**To do:** Return the listing in full and exactly, but without a single picture.

**Input for this task:**
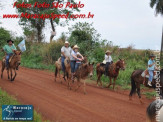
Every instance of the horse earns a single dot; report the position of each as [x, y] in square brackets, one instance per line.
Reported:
[137, 80]
[68, 69]
[113, 71]
[14, 62]
[58, 68]
[84, 70]
[154, 111]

**Response:**
Every instance of the horse earns a single dot; report the position of each as [x, y] in square brackets, one instance per line.
Reported:
[137, 80]
[68, 69]
[113, 71]
[14, 62]
[58, 68]
[84, 70]
[154, 111]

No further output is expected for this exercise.